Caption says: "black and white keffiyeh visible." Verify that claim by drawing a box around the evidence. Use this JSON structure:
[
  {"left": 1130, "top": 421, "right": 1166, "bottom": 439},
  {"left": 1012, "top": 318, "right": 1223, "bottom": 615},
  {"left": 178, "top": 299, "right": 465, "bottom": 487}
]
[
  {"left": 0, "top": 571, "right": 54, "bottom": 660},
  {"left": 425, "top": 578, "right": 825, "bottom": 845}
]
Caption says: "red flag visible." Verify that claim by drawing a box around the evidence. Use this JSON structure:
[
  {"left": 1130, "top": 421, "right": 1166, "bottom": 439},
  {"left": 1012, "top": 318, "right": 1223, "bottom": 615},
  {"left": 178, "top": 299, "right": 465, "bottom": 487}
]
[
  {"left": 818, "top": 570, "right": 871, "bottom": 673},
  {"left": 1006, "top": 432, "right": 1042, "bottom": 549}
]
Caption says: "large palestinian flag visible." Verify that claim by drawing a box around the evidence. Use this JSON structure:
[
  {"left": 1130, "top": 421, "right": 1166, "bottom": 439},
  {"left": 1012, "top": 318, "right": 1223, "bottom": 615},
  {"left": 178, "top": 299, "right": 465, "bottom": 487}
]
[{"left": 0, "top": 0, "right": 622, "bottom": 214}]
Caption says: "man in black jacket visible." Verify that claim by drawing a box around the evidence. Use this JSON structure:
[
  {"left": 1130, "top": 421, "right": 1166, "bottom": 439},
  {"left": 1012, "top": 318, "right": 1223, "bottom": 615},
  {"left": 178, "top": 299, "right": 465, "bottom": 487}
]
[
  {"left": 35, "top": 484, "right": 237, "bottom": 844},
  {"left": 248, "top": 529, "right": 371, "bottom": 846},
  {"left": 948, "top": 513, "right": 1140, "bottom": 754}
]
##############################
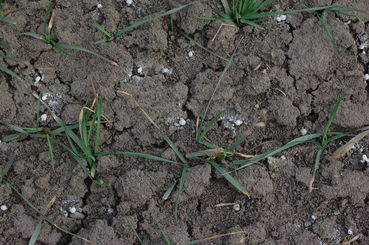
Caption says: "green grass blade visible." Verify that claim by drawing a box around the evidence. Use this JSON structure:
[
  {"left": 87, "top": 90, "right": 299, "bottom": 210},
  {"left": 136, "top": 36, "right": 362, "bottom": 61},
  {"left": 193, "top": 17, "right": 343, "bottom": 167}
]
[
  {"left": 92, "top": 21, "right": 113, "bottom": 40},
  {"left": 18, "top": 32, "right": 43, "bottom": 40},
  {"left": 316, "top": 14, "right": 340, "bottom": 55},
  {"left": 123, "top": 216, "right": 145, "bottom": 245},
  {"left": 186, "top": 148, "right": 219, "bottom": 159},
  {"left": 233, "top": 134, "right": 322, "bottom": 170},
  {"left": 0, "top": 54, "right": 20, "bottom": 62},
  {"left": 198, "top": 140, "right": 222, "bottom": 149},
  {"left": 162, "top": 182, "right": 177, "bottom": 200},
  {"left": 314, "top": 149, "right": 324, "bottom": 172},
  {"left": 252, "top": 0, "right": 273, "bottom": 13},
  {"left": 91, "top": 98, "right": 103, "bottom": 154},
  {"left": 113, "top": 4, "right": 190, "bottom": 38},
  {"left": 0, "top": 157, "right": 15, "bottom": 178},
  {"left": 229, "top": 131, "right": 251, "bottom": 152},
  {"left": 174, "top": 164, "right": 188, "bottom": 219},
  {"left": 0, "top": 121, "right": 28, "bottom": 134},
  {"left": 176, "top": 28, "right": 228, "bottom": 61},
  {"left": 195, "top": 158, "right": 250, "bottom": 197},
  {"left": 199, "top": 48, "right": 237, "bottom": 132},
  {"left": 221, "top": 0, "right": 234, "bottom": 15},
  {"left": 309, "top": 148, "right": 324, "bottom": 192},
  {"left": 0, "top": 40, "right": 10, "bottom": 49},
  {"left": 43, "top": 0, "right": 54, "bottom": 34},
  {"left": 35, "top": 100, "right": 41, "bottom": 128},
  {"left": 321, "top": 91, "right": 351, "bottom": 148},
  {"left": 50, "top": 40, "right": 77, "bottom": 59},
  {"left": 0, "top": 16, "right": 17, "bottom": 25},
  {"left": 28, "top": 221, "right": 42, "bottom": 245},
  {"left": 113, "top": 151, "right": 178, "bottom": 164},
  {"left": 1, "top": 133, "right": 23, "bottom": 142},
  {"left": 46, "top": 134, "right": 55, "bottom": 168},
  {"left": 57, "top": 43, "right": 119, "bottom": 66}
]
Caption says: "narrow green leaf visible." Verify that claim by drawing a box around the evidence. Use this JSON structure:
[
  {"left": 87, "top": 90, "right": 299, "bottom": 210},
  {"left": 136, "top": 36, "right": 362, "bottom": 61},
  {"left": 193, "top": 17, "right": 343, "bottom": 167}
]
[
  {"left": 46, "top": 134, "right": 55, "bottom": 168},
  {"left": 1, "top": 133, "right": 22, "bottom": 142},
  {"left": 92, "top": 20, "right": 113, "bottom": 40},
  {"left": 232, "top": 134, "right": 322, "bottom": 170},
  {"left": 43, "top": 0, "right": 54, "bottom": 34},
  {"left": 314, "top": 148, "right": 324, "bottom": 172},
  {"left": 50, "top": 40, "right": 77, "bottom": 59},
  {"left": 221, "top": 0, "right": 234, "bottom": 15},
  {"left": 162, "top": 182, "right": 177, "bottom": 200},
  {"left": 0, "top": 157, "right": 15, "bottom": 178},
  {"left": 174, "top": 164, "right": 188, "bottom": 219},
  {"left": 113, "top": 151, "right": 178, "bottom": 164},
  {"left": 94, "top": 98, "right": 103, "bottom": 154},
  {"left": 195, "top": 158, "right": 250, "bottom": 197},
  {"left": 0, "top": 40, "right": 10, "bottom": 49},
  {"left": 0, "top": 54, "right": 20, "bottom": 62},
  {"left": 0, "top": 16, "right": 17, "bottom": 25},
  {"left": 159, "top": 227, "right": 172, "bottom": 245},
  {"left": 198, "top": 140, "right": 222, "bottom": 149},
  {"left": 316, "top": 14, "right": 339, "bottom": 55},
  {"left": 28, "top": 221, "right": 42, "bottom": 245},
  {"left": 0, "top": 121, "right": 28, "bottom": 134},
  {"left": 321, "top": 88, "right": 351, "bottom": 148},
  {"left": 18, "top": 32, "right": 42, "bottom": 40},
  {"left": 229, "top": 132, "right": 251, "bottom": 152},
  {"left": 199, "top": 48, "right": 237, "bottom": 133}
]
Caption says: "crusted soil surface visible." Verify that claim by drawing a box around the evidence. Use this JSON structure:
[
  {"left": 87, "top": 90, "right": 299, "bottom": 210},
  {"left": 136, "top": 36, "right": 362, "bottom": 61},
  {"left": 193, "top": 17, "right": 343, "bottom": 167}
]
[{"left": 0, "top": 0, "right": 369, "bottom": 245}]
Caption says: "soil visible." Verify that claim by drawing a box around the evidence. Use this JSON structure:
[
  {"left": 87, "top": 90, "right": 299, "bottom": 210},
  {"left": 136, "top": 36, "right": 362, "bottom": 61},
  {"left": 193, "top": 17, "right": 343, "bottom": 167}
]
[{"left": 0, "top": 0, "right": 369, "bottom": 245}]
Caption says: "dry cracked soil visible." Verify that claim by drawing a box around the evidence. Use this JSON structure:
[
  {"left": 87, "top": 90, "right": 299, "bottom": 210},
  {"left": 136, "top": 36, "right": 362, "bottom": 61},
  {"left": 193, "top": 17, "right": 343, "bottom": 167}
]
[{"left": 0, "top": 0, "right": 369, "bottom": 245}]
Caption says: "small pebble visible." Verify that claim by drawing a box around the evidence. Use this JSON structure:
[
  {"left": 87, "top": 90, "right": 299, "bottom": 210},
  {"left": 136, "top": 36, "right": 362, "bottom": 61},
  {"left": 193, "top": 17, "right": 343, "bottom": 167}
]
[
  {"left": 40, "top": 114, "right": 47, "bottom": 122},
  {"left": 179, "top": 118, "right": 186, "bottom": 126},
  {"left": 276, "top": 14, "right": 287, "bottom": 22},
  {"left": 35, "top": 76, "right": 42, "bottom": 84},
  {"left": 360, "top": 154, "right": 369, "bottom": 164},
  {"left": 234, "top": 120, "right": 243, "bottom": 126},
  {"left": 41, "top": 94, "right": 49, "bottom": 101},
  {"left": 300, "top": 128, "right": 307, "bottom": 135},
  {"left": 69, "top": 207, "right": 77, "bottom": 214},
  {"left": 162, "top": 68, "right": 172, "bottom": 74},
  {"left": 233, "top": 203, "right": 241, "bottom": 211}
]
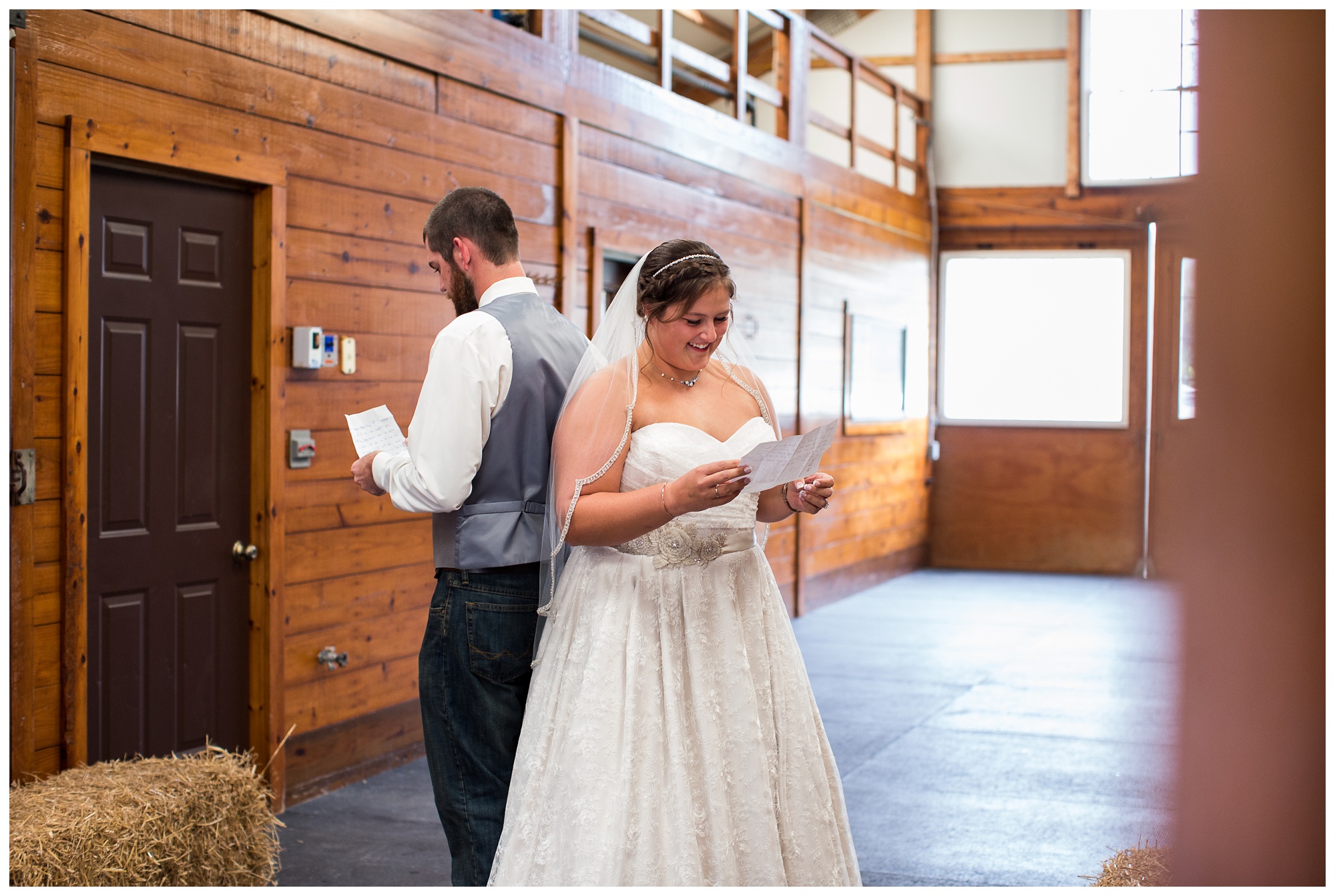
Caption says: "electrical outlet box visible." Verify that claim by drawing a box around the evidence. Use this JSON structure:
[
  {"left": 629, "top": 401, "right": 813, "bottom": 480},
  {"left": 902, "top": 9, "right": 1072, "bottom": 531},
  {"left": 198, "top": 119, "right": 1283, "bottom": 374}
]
##############################
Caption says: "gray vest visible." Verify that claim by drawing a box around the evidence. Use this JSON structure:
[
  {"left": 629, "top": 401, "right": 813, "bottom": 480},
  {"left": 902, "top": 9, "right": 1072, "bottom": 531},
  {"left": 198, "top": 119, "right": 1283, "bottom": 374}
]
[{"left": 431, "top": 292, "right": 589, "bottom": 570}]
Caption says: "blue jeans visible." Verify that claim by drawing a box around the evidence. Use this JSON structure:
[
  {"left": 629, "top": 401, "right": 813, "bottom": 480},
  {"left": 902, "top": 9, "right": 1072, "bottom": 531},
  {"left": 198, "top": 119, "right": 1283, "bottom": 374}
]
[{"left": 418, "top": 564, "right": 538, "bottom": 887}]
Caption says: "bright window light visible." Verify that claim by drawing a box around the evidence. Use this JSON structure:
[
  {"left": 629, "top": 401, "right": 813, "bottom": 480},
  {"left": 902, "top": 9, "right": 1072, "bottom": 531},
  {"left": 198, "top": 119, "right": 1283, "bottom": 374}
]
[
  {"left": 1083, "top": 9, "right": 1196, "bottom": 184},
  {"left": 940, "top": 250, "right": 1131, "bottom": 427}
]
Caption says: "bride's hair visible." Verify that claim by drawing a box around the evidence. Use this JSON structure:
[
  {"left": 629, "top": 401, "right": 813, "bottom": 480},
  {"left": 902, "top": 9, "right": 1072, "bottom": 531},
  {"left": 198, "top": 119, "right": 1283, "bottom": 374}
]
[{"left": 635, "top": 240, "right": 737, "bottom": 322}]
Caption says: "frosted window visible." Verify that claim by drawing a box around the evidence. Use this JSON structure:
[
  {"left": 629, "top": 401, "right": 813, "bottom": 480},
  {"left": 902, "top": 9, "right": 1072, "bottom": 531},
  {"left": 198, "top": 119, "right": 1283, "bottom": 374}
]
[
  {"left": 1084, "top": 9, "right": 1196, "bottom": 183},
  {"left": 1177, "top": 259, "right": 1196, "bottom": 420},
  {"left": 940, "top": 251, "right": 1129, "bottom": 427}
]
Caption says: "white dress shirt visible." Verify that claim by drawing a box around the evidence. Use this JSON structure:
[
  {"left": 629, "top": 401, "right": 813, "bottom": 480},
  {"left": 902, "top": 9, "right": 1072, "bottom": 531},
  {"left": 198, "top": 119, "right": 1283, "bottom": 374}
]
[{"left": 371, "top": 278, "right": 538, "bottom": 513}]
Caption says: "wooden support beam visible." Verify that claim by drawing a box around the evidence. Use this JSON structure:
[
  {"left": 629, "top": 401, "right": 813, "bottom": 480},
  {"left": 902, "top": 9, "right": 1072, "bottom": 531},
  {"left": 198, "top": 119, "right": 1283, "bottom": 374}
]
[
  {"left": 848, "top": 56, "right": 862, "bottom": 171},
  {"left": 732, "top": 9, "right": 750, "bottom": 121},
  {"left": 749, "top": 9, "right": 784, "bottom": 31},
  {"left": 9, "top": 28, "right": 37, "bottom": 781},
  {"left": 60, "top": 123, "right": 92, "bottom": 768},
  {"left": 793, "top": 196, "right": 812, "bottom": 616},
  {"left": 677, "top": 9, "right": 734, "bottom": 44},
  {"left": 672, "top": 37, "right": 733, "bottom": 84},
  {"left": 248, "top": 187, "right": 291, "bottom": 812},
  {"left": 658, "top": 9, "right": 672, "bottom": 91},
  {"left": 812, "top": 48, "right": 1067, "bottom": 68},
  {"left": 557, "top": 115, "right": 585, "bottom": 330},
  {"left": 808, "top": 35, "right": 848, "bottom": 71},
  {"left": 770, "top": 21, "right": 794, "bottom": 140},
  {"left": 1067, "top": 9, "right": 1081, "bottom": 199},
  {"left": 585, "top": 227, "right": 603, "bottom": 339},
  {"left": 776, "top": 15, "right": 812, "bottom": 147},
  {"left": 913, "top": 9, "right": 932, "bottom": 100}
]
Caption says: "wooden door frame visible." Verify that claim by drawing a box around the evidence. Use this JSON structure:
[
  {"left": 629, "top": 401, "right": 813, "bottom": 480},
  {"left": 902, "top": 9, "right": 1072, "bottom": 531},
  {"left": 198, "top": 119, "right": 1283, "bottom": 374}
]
##############################
EXERCISE BRIEF
Count the lines in the data above that contain the string "wooden", where case matters, and reply with only that number.

WRITTEN RESPONSE
2